++++ SOURCE MATERIAL
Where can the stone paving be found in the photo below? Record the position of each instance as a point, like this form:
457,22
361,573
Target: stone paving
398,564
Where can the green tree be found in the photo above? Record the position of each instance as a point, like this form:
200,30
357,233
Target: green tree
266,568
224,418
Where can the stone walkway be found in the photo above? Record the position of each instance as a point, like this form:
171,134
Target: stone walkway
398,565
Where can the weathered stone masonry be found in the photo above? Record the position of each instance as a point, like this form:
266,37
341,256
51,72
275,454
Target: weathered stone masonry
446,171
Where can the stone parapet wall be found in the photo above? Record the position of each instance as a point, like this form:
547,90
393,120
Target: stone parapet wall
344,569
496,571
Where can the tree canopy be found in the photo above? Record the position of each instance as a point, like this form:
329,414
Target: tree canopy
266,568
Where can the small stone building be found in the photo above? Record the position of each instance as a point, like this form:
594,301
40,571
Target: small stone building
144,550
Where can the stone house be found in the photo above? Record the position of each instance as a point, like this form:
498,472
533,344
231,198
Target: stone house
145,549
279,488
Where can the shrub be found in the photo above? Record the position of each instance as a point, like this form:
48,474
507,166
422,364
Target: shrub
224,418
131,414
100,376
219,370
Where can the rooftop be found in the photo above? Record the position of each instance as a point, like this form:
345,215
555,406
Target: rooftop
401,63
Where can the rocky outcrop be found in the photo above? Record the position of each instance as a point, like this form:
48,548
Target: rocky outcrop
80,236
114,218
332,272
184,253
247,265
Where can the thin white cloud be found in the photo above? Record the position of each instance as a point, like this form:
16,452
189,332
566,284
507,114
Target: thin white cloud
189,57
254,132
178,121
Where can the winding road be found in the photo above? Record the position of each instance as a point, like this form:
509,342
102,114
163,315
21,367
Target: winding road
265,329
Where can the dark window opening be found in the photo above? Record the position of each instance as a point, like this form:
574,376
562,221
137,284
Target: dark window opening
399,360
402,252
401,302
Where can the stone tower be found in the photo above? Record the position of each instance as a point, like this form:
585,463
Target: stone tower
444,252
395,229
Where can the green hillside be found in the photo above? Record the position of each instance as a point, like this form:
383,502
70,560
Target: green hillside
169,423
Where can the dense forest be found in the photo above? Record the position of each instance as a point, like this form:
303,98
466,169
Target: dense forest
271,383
++++++++
» **EXERCISE DESCRIPTION**:
Transcribe every entry exactly.

» **REPLY**:
Where can the stone paving be found in the photo below? Record the position of each instance as a point, like this form:
457,22
361,573
Target: stone paving
398,564
Where can the green tree be found in the photo above? Record the position of each instance as a point, like this form:
200,30
357,233
Target: green tree
266,568
224,418
Where can the stone walkway be found in the photo above? Record the position of each instance as a point, like this form:
171,134
Target: stone walkway
398,565
Where can the weathered stone masonry be found in the photo above? Record the position of each instance as a point, like this form:
266,37
341,256
51,72
275,454
Target: weathered stone masonry
446,171
Where can the stone parapet wall be found in the photo above? Record the position of each instance as a point, like this form:
547,90
393,120
Target: stone parapet wall
344,569
496,571
Where can the tree canopy be found in the photo above? Record the position of each instance as a point, like this form:
329,414
Target: tree canopy
266,568
Where can the small stone building be found in the photo above? Record the position of each instance as a point, like this form:
594,301
40,571
Target: small stone building
144,550
Where can the stone house be found in the photo above? Record the position of each instance as a point, like this form:
498,472
533,344
231,198
Target: stone house
145,549
279,488
Where can the shrub be found in the photo above? Record the position of each instance as a point, like this form:
48,474
507,166
422,364
Target: shrub
224,418
131,414
100,376
219,370
Where can the rooftop be found in the photo above? Record the position of each instance as a point, like this form:
345,215
555,406
Target: rooftop
401,63
Where can the rocky outcrop be found in the photo above? Record the position of each instance as a point, like this form:
48,548
Target: rocky outcrop
80,236
114,218
332,272
184,253
247,265
Where can the thin white cloud be found in the photo above? Record the position of each instance as a point, like this form:
16,452
189,332
566,284
507,114
Target: thin white cloud
189,57
254,132
178,121
Where can the winding road be found in the photo above? Record the position of each instance as a point, like this form:
509,342
102,114
163,315
21,367
Target: winding road
265,329
Where can the dark window opening be found in the photo above? Record the position of each instance as a point, like this form:
574,376
562,221
137,284
Target: dark window opening
399,360
402,252
401,302
Where can the stone tower be found in the photo above? Record the position of each instance as a point, like this form:
585,463
Target: stone tower
444,252
395,229
Where can the green hillside be found in the photo above? Record the position of each instance as a point, like this form:
383,502
70,560
Target: green hillside
169,423
Where can the dense forest be found in the photo above? Record the position of each instance as a point, like this form:
303,98
466,169
Target: dense forest
271,383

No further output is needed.